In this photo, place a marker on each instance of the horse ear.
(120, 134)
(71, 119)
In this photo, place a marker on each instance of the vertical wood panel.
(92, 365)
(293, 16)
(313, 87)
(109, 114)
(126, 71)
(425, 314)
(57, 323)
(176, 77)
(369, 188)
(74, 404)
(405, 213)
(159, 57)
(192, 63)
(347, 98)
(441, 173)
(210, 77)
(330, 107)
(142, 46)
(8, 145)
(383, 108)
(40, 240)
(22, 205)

□ □ □ □ □

Problem: Could you copy out all of the records above word for word?

The answer:
In this photo, place a marker on each instance of the horse ear.
(120, 134)
(71, 119)
In this photo, place a marker on each instance of the vertical wood panel.
(92, 365)
(293, 16)
(313, 87)
(109, 114)
(126, 71)
(425, 314)
(57, 323)
(176, 77)
(369, 188)
(74, 404)
(405, 213)
(159, 57)
(192, 63)
(347, 98)
(441, 173)
(210, 77)
(330, 107)
(142, 46)
(8, 145)
(383, 108)
(40, 240)
(22, 205)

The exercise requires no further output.